# Document excerpt
▼

Dorcas Gwata started as a hospital cleaner, and now she’s a clinical nurse specialist who works with young people affected by gangs
Dorcas Gwata’s career has been nothing short of impactful. In addition to her current work in the UK, Ms Gwata has worked in healthcare on a global scale in order to address poor access to healthcare in low-income countries. She worked on the Friendship Bench Project in Zimbabwe, an evidence-based programme that uses problem solving to address mental health issues in the community.
Ms Gwata’s current role is very much community based. She works with Central and North West London NHS Foundation Trust’s Westminster Integrated Gangs Unit where her team uses innovative methods to engage with young people who are involved with or affected by gangs.
“We meet them wherever they are - in schools, youth clubs, prisons or hospitals,” she tells me.
Adolescents affected by gang culture have high exposure to trauma and are often shunned by society, resulting in isolation, Ms Gwata explains.
She has been in this role since 2013. The Integrated Gangs Unit was set up when strong evidence emerged of the effects of gangs and gang culture on the mental health of adolescents.
Although her specific role is within a specialised unit, Ms Gwata works with a multi-agency team, which she says helps broaden her perspective in helping young people affected by gangs.
“Adolescents affected by gang culture have high exposure to trauma”
“The greatest value of this role is the innovation and clinical skills that I am able to bring to the team, while also understanding the roles that different agencies play in keeping the community safe from gang culture,” Ms Gwata says.
She is someone who has worked hard to reach her current role. Ms Gwata started out as a hospital cleaner at the Edinburgh Royal Infirmary. She then worked as a healthcare assistant.
As a healthcare assistant, Ms Gwata was looking after a woman with anorexia, a condition she says she didn’t fully understand at the time. But they developed a good therapeutic relationship, and one day the patient asked: “Have you ever thought about becoming a nurse?”
It struck a chord with Ms Gwata.
“I always thought that was powerful coming from a patient, and I started my training soon after,” Ms Gwata says. She started training as a nurse in the late 1990s.

▲

# Record excerpts

▼

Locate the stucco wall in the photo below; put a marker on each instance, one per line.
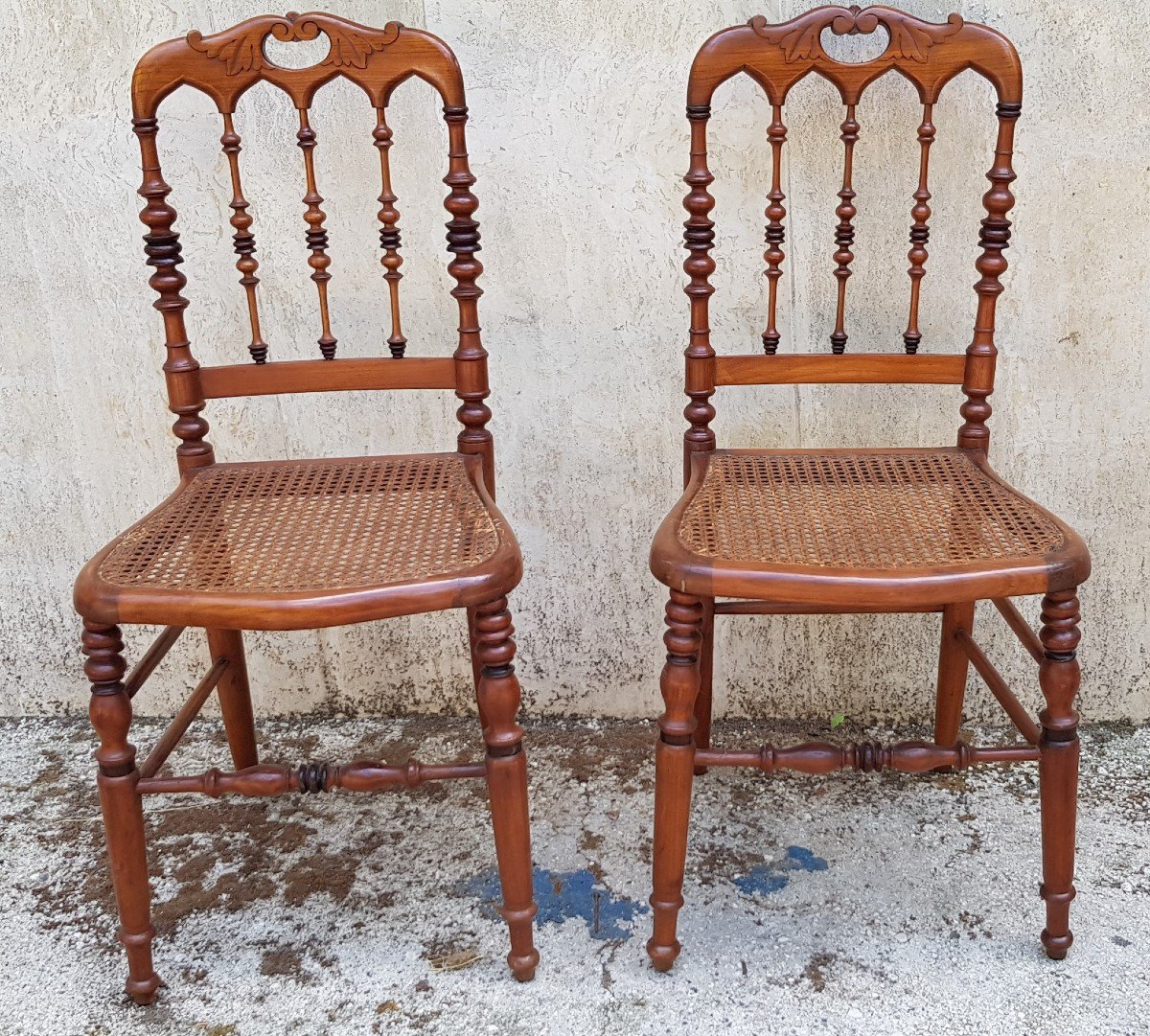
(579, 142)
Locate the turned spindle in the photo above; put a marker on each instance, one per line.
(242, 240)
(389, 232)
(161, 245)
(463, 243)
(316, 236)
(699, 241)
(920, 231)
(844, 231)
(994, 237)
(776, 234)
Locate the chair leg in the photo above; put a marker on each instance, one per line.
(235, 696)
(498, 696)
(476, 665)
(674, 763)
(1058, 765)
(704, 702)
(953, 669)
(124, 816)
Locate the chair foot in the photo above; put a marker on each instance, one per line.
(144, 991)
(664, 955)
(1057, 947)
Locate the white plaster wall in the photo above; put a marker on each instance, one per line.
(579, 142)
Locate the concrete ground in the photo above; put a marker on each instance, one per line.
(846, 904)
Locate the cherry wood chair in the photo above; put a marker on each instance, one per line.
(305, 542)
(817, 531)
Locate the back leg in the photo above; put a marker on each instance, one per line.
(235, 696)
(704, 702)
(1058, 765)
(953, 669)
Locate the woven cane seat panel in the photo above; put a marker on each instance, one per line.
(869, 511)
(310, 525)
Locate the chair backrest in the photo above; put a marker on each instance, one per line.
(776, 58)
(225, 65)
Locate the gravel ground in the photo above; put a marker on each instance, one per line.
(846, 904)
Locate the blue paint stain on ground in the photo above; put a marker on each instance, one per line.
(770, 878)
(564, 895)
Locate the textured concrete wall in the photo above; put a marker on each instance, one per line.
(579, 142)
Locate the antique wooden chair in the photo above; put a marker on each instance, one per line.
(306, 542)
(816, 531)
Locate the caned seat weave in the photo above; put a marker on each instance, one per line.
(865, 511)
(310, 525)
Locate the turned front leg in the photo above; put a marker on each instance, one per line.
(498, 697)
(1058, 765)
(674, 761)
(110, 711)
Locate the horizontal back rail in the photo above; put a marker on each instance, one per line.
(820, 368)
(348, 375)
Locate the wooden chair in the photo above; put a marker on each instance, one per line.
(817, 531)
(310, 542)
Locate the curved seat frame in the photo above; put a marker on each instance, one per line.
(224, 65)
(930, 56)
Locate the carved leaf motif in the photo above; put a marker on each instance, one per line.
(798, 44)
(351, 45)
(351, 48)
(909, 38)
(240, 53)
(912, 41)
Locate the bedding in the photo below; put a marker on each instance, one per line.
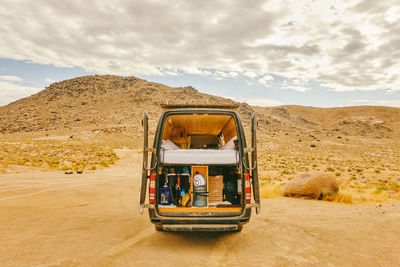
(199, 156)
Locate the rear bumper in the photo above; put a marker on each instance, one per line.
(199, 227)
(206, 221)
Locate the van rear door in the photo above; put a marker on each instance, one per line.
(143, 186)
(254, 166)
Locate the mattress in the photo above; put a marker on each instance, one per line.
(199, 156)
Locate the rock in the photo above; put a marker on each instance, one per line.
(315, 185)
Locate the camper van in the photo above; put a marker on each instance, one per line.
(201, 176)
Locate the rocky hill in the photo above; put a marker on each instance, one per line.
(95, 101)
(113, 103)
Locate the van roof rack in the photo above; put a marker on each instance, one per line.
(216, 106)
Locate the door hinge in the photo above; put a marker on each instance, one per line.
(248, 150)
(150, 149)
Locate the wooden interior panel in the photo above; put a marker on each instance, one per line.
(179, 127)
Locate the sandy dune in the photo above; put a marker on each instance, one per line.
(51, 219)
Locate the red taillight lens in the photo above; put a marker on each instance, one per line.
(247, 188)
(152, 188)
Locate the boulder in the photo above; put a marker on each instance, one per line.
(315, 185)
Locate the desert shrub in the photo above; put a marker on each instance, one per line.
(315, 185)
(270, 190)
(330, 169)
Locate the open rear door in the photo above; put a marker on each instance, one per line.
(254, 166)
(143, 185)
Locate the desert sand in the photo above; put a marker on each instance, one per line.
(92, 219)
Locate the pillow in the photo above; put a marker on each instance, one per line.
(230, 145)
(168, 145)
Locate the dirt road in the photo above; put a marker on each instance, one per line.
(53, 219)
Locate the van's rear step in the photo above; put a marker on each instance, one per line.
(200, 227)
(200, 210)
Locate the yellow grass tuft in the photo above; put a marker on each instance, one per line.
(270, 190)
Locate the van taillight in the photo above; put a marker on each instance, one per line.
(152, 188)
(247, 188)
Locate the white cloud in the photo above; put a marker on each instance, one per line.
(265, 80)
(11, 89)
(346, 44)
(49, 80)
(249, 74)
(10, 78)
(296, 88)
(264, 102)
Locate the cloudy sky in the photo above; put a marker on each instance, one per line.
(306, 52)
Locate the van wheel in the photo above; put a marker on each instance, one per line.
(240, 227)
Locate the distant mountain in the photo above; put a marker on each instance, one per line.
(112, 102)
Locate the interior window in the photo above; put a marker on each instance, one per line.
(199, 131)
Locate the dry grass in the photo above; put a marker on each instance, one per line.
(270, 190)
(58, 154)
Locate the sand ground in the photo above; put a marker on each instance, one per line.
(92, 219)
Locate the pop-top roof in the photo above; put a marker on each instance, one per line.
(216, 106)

▲
▼

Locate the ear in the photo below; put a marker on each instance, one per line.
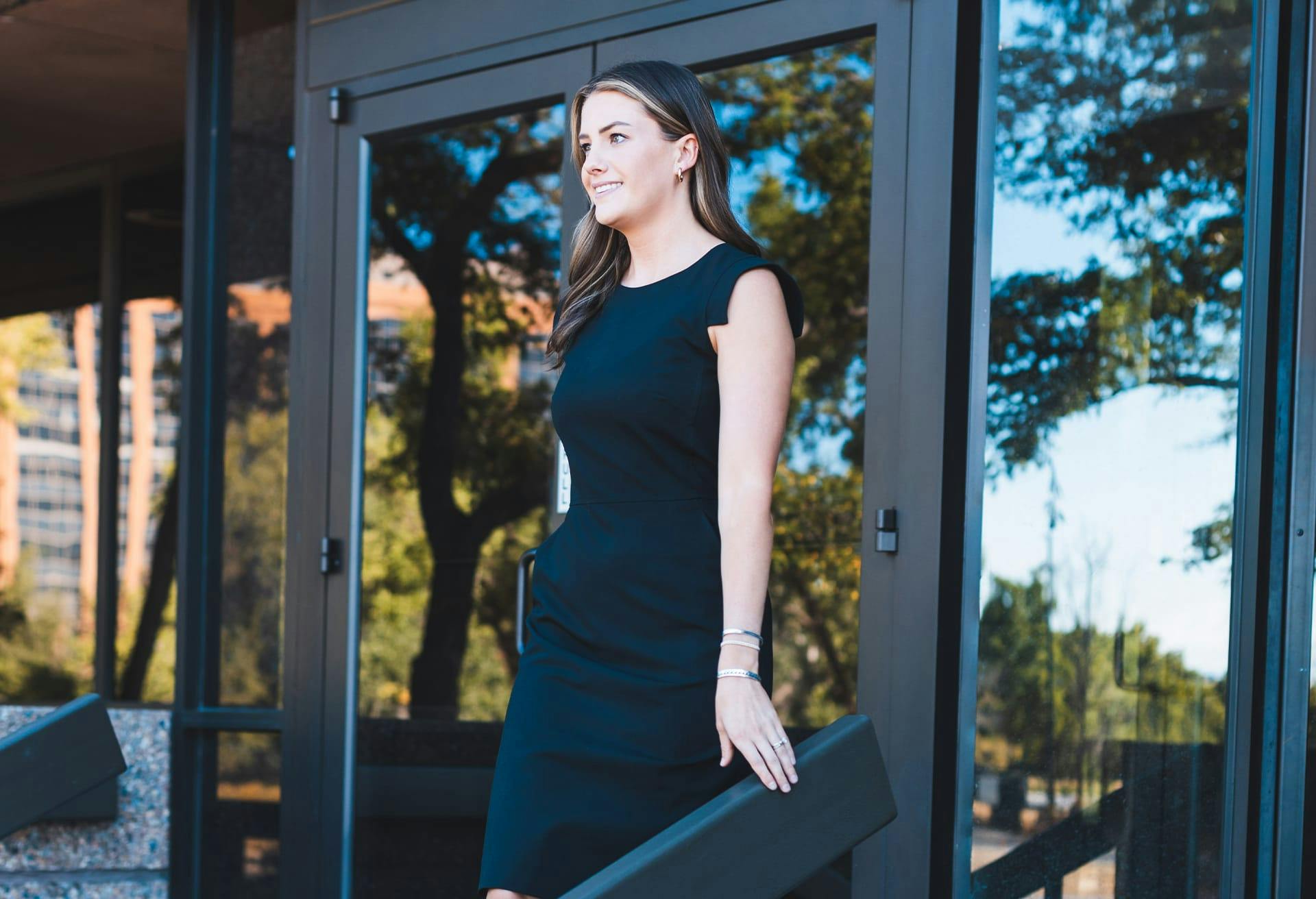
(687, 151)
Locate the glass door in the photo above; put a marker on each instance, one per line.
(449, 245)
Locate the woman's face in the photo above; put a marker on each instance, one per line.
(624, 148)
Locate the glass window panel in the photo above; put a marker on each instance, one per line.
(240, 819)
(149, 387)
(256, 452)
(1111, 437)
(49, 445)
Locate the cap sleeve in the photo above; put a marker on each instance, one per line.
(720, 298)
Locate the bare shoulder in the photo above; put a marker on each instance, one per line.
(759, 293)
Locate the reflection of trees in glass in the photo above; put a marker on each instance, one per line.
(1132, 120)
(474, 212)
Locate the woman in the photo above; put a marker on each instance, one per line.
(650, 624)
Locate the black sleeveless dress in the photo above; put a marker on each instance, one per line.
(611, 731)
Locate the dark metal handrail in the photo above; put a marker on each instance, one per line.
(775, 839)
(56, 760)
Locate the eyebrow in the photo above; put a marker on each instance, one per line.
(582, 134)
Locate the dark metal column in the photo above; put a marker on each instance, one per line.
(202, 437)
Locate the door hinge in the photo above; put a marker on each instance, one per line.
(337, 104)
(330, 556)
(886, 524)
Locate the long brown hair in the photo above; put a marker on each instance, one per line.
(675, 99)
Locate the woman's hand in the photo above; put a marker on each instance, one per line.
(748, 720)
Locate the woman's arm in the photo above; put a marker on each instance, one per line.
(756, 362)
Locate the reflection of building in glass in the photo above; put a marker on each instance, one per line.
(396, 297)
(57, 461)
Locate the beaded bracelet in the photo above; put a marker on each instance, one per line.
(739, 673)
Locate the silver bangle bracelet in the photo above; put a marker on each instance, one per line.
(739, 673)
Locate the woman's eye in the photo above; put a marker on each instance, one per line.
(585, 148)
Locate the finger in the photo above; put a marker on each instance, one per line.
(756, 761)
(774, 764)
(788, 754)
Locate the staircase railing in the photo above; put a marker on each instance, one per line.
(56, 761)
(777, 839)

▲
▼

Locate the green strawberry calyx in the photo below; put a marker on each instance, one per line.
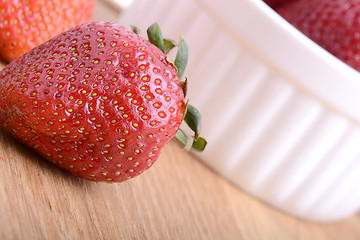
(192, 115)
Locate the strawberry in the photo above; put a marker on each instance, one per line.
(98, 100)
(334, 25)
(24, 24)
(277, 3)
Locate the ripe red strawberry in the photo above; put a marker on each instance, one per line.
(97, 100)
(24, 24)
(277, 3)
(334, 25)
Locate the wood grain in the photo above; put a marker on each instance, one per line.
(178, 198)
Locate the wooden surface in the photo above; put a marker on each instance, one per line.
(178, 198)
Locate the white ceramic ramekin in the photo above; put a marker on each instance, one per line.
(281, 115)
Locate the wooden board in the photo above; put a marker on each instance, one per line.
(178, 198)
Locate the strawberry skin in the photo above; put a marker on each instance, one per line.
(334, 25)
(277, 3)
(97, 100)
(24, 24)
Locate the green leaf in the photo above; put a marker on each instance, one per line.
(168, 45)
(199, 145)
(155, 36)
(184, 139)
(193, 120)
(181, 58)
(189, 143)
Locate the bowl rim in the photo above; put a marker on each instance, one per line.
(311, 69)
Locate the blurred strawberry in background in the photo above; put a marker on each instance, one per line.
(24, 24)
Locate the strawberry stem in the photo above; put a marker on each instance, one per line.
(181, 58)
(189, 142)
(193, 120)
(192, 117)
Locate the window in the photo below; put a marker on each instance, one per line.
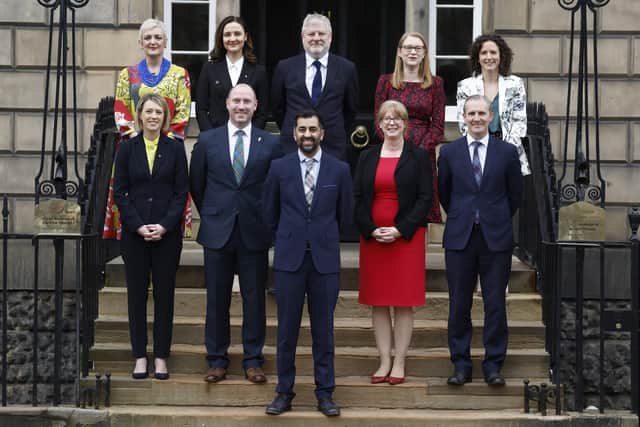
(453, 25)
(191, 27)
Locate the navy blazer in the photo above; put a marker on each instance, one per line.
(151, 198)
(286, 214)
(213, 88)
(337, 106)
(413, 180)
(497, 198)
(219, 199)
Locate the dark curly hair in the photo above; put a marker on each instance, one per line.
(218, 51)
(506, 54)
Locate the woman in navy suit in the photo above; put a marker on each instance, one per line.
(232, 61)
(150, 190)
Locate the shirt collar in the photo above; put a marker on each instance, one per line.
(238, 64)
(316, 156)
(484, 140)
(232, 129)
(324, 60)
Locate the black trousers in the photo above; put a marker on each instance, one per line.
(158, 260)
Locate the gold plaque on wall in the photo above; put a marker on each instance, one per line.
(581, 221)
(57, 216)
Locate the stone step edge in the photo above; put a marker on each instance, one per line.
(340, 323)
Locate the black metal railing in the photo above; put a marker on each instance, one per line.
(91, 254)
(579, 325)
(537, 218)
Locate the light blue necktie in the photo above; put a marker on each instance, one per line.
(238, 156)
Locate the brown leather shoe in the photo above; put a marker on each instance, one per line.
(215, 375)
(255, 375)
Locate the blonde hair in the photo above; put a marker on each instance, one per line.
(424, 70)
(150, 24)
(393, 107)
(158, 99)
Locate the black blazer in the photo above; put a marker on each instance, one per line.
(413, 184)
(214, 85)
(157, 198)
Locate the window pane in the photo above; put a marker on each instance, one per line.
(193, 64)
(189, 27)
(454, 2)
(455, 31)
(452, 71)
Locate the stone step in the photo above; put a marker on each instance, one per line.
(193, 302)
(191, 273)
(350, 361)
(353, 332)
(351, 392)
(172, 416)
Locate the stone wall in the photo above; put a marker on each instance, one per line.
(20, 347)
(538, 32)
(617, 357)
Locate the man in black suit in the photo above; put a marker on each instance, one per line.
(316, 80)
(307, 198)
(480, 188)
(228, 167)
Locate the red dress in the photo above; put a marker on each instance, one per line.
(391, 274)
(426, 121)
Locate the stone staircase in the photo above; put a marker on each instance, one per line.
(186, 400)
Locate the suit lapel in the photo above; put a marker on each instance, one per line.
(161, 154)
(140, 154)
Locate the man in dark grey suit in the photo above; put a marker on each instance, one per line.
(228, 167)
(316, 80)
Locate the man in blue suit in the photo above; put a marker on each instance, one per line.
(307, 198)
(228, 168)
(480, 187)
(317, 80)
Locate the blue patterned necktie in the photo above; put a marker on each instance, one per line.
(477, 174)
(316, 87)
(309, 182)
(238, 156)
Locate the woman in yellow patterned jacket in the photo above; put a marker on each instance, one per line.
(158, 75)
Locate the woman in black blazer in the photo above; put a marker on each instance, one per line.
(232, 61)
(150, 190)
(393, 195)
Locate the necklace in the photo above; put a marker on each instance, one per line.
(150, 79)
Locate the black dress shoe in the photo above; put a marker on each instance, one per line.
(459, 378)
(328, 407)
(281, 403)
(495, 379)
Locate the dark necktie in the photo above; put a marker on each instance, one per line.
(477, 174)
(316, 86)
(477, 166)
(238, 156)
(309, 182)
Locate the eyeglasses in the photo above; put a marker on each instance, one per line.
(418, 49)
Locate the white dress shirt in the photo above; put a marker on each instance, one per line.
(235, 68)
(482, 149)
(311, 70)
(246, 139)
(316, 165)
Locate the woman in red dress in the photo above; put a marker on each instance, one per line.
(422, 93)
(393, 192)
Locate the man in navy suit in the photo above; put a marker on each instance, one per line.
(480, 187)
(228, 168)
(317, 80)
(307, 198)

▲

# Assignment 1
In the article about Dorcas Gwata, what job did she hold at the Edinburgh Royal Infirmary?
# Assignment 2
Summarize the article about Dorcas Gwata in two sentences.
# Assignment 3
List every place the article about Dorcas Gwata names as somewhere her team meets young people.

# Answer 1
She was a hospital cleaner.

# Answer 2
Dorcas Gwata began as a hospital cleaner at the Edinburgh Royal Infirmary, then worked as a healthcare assistant and started nurse training in the late 1990s after a patient with anorexia asked whether she had thought about becoming a nurse. She is now a clinical nurse specialist with Westminster Integrated Gangs Unit, where since 2013 she has worked with a multi-agency team to engage young people involved with or affected by gangs, and she has also worked on the Friendship Bench Project in Zimbabwe.

# Answer 3
- Schools
- Youth clubs
- Prisons
- Hospitals